* **Passage**
--------------------

Editorial: The end comes for Hezbollah, Hamas masters of terror
A small bit of justice came to two very evil men when they met their ends in Beirut and Tehran this week. Hezbollah commander Fuad Shukr was blasted to oblivion by Israel in Beirut after Hezbollah fired an Iranian-made Falaq-1 rocket into the Golan Heights, killing a dozen Druze children playing soccer.
That was just one of 6,500 rockets, more than 1,000 antitank missiles and hundreds of drones that the terror group has launched from poor, abused Lebanon into Israel since their pals in Hamas began their Oct. 7 pogrom of murder and rape and kidnapping against Israel.
Hours later, at 2 a.m. in Tehran, another arch terrorist, the head of Hamas, Ismail Haniyeh, also expired, along with his bodyguard, when something explosive went through his living room window. The targeted attack, presumably also by Israel, found its target perfectly, as the rest of the apartment building was left touched.
These terrorist enemies of Israel were also enemies of the United States and civilized society.
Shukr had a $5 million price on his head from the U.S. State Department for playing “a central role in the Oct. 23, 1983 bombing of the U.S. Marine Corps Barracks in Beirut which killed 241 U.S. military personnel and wounded 128 others.” Hezbollah and Shukr also had a simultaneous attack on a nearby French outpost in Beirut, killing 58 French paratroopers. It’s been more than 40 years since the Beirut massacre of U.S. and French peacekeepers who were there to help.
As for the now-dead Hamas leader, Haniyeh, he was on State’s list of Specially Designated Global Terrorists. That means he was “determined by the Secretary of State, in consultation with the Secretary of the Treasury and the Attorney General, to have committed, or to pose a significant risk of committing, acts of terrorism that threaten the security of U.S. nationals or the national security, foreign policy, or economy of the United States.”

--------------------

* **Extracted material**
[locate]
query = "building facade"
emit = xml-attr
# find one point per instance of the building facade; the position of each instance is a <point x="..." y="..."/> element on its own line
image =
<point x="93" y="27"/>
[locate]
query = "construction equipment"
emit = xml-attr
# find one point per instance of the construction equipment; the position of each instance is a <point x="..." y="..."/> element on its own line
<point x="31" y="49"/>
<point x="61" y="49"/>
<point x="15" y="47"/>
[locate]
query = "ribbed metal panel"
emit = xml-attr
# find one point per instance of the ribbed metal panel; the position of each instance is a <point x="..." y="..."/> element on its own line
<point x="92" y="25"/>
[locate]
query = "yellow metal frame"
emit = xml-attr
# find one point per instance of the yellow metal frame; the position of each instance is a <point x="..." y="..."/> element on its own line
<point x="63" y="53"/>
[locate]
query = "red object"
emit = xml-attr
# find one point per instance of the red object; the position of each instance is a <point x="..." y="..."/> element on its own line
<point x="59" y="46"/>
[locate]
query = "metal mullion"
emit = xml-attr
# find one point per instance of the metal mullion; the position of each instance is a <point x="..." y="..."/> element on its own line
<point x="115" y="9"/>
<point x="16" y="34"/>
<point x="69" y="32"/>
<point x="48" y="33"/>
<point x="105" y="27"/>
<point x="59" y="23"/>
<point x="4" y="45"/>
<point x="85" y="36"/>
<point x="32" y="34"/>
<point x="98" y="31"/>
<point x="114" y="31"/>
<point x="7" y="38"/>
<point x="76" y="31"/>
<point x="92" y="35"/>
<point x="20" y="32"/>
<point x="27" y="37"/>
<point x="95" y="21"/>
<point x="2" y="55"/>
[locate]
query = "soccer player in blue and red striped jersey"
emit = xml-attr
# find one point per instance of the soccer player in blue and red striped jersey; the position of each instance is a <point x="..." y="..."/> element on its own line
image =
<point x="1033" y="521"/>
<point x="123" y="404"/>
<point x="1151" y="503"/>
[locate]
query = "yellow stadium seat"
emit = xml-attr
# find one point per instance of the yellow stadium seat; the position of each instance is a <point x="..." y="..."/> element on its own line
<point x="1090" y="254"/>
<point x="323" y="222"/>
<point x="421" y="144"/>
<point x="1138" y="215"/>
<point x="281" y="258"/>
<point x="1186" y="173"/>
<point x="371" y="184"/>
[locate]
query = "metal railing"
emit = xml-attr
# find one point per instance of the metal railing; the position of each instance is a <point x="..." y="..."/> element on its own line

--------------------

* **Work item A**
Please answer these questions from the editorial, marking each answer with the same numeral:
(i) What model of rocket did Hezbollah fire into the Golan Heights?
(ii) What price did the U.S. State Department put on Shukr's head?
(iii) How many French paratroopers were killed in the attack on the French outpost in Beirut?
* **Work item B**
Render this sentence from the editorial in Spanish: "These terrorist enemies of Israel were also enemies of the United States and civilized society."
* **Work item C**
Write out the editorial from "Hours later, at" up to and including "was left touched.", swapping "bodyguard" for "aide".

* **Answer A**
(i) An Iranian-made Falaq-1 rocket.
(ii) $5 million.
(iii) 58.

* **Answer B**
Estos enemigos terroristas de Israel también eran enemigos de los Estados Unidos y de la sociedad civilizada.

* **Answer C**
Hours later, at 2 a.m. in Tehran, another arch terrorist, the head of Hamas, Ismail Haniyeh, also expired, along with his aide, when something explosive went through his living room window. The targeted attack, presumably also by Israel, found its target perfectly, as the rest of the apartment building was left touched.